#### [Excerpt]
┌──

Video of someone moving a split tongue

Tongue bifurcation, splitting or forking, is a type of body modification in which the tongue is cut centrally from its tip to as far back as the underside base, forking the end.

Bifid tongue in humans may also be an unintended complication of tongue piercings or a rare congenital malformation associated with maternal diabetes, orofaciodigital syndrome 1, Ellis–Van Creveld syndrome, Goldenhar syndrome, and Klippel–Feil syndrome.

==Practice==
Deliberate tongue splitting is a cosmetic body modification procedure that results in a ‘lizard-like’ bifid tongue. Tongue bifurcation has also been reported as an unintended complication of tongue piercing.

=== Process ===
Tongue bifurcation may be done surgically using a scalpel, or cauterised with a laser.

The tongue generally heals in 1–2 weeks, during which time the person may have difficulty with speech or their normal dietary habits. Splitting may be reversed surgically by removal of sutures, excision of healed tissue on edges, and re-suturing the tongue together.
=== Complications ===
Surgical tongue splitting may result in inflammation, bleeding (including hemorrhage), infection, and injury to nerves or arteries on the tongue.

A bifurcated tongue may also perceptibly alter fricative production. Resulting scar tissue may also affect speech.
===Motivation===
Proponents of body modifications such as tongue bifurcation may feel that body modification leads to a sense of strength and empowerment, assists pair or group bonding, or promotes emotional recovery from trauma. Proponents may simply like the appearance, considering it beautiful, enjoy the novelty or shock value, or believe it leads to increased sensation or enhancement when kissing. Challenging oneself, rites of passage, connecting with or being in control of one's body, making a spiritual connection or testing the body's limits are also reasons given. Like all body modifications, it can be used to connect or identify with a specific group or to ward off those who would make quick undesired judgments based on appearance.

===Legality===
The legality of tongue splitting varies greatly depending on the country and within those countries, individual states or territories. Some examples are given below, but do not encompass all the laws regarding this subject.
==== United States of America ====
Some branches of the U.S. military ban body modifications that detract from a professional military image and explicitly include tongue splitting or forking as examples.

└──

#### [Exercise tasks]
• a. Indicate whether each of the following statements agrees with the excerpt on tongue bifurcation, answering yes or no and quoting the words of the excerpt that decide it: (i) the tongue generally heals within one to two weeks; (ii) tongue splitting cannot be reversed; (iii) some branches of the U.S. military explicitly name tongue splitting as a banned body modification.
• b. Carry on the excerpt on tongue bifurcation, picking up after its last sentence about the U.S. military.

(Stored records)
┌──

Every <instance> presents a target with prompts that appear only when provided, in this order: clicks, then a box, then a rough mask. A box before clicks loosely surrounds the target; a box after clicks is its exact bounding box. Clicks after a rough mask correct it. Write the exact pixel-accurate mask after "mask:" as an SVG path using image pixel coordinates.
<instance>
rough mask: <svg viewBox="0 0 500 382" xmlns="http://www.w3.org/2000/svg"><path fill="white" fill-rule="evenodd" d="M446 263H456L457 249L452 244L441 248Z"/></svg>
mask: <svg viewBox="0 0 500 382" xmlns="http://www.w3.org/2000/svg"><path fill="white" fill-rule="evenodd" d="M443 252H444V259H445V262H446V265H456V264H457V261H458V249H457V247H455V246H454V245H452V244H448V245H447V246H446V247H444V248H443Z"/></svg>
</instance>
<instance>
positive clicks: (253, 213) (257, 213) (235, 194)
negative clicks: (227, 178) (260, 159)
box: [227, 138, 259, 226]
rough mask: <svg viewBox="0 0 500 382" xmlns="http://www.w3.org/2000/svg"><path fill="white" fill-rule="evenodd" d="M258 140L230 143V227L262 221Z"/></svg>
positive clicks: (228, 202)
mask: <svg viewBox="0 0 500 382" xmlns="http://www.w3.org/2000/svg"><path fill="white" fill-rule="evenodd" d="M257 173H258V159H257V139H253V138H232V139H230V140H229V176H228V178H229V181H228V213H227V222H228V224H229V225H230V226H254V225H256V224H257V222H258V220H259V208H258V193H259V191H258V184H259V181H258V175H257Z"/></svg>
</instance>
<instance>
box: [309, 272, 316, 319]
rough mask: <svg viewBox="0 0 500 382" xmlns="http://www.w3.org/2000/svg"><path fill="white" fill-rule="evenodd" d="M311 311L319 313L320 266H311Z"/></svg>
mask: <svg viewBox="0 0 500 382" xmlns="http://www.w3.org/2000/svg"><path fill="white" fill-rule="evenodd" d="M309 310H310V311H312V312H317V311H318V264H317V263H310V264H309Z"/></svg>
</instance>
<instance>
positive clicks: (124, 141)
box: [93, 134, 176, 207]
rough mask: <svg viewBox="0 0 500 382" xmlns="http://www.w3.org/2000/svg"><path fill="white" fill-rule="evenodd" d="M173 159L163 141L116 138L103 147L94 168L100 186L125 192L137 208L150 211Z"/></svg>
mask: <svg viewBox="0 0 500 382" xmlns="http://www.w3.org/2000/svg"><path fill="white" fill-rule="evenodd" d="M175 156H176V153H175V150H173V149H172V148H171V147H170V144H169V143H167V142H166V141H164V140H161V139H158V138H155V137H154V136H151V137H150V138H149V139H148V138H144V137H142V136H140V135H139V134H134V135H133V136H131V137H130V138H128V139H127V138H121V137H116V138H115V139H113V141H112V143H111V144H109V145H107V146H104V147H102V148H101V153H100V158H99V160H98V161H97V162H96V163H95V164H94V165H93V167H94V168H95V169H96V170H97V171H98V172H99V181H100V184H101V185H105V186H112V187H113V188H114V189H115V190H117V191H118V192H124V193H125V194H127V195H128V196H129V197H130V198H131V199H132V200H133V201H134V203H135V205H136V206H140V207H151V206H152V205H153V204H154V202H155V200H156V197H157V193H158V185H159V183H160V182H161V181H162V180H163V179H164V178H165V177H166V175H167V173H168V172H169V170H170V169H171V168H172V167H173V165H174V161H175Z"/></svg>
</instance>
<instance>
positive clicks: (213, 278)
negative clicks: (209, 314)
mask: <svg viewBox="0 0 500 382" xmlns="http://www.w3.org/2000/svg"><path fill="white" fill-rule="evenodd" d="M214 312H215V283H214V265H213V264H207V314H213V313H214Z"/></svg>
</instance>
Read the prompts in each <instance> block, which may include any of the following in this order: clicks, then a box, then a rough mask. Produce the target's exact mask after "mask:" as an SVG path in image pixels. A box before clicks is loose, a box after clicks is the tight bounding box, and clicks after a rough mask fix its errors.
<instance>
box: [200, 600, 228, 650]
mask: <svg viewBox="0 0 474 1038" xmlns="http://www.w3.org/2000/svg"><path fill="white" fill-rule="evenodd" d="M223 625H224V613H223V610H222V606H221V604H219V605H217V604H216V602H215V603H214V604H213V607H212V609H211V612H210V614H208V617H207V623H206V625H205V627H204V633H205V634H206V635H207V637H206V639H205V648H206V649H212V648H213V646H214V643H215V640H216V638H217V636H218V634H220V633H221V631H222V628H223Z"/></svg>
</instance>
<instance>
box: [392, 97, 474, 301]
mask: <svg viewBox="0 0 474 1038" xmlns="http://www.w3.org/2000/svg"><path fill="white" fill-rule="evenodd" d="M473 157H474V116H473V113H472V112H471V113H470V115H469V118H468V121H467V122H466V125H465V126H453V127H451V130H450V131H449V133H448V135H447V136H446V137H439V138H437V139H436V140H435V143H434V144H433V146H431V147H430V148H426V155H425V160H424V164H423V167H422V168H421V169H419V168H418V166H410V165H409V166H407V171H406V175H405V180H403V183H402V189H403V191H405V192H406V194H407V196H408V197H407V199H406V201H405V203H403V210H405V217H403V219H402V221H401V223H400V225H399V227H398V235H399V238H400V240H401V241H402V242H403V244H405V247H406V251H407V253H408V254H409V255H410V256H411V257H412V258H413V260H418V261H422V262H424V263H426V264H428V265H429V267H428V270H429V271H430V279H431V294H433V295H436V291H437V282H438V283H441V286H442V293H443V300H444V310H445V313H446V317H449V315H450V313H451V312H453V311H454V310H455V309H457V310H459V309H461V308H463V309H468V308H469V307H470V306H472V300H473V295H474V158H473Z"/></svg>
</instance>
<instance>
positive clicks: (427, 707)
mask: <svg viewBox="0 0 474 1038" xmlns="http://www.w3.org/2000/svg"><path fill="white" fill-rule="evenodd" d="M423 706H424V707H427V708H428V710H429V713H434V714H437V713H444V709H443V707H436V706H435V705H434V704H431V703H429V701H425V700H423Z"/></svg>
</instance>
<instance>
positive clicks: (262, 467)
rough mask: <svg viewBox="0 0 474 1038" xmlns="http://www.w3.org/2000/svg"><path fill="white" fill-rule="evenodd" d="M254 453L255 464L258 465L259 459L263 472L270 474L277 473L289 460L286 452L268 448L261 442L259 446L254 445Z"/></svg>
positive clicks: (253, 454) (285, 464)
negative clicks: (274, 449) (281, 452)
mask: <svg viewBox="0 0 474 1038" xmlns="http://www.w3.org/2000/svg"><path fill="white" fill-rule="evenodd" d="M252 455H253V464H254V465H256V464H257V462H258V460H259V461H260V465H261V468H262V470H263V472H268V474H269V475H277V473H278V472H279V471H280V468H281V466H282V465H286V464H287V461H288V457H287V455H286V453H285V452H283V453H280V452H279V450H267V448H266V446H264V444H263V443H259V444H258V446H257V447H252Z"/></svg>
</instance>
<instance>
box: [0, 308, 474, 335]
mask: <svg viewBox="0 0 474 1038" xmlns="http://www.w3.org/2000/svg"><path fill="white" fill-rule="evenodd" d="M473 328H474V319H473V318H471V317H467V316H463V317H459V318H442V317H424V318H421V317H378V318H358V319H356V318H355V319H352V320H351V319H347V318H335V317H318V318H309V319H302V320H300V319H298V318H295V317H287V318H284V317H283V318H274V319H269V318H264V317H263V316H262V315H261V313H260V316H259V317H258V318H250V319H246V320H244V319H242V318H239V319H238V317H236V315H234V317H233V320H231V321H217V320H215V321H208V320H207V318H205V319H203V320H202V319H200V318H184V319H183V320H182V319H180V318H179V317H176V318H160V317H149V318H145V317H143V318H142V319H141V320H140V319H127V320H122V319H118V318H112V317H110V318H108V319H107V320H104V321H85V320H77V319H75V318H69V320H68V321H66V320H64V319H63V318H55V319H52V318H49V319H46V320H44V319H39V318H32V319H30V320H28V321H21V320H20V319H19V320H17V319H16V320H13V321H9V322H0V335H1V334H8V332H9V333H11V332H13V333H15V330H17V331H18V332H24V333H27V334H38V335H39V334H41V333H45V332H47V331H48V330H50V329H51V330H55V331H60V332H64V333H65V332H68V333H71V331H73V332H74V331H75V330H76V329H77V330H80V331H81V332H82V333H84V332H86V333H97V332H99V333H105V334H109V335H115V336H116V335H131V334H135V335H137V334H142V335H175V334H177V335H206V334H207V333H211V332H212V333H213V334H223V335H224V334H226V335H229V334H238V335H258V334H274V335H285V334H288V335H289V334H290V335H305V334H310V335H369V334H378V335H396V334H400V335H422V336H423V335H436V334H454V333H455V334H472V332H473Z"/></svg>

└──

#### [Task answers]
• a.
(i) Yes: "The tongue generally heals in 1–2 weeks"
(ii) No: "Splitting may be reversed surgically by removal of sutures, excision of healed tissue on edges, and re-suturing the tongue together."
(iii) Yes: "Some branches of the U.S. military ban body modifications that detract from a professional military image and explicitly include tongue splitting or forking as examples."

• b.
In 2003, Illinois became the first state in the U.S. to regulate tongue splitting, passing a law making it illegal to perform the procedure on another person, unless it is done by someone licensed to practice medicine. The law does not appear to prohibit performing the procedure on one's self. Since then New York, Delaware, and Texas have enacted laws that either ban the practice, ban the procedure on minors without parental consent, or restrict it to being performed by only doctors and/or dentists.
==== Australia ====
In 2009, the Australian state of Victoria enacted a ban on splitting the tongues of minors.
==== United Kingdom ====
In 2017 Brendan McCarthy was charged in the United Kingdom for a number of body modifications including tongue splitting. He pleaded guilty in 2019 to causing grievous bodily harm with intent.

Cases of body modification artists illegally possessing and injecting local anaesthetics for tongue bifurcation procedures have also been recorded in England.

In March 2018, the Court of Appeal ruled tongue splitting to be illegal in England and Wales when performed by a body modification practitioner for cosmetic purposes.

==Notable cases==
Dustin Allor, a 19-year-old body piercer in the U.S., split her tongue herself in 1996. Not having any reference of this being done before, she came up with the tie-off or fishing line method. In 1997 she was featured on the cover of Fakir Musafar's Body Play Magazine.

A sideshow performer named Erik Sprague, known professionally as The Lizardman, had his tongue split on July 18, 1997. His procedure was performed by oral surgeon Dr. Lawrence Busino, using an argon laser, in what was the first truly professional tongue split. A new deeper split was done on October 3, 1997. This was the third modern tongue bifurcation and the first one done using a laser. Around the same time, a 28-year-old woman performed the same procedure in New York.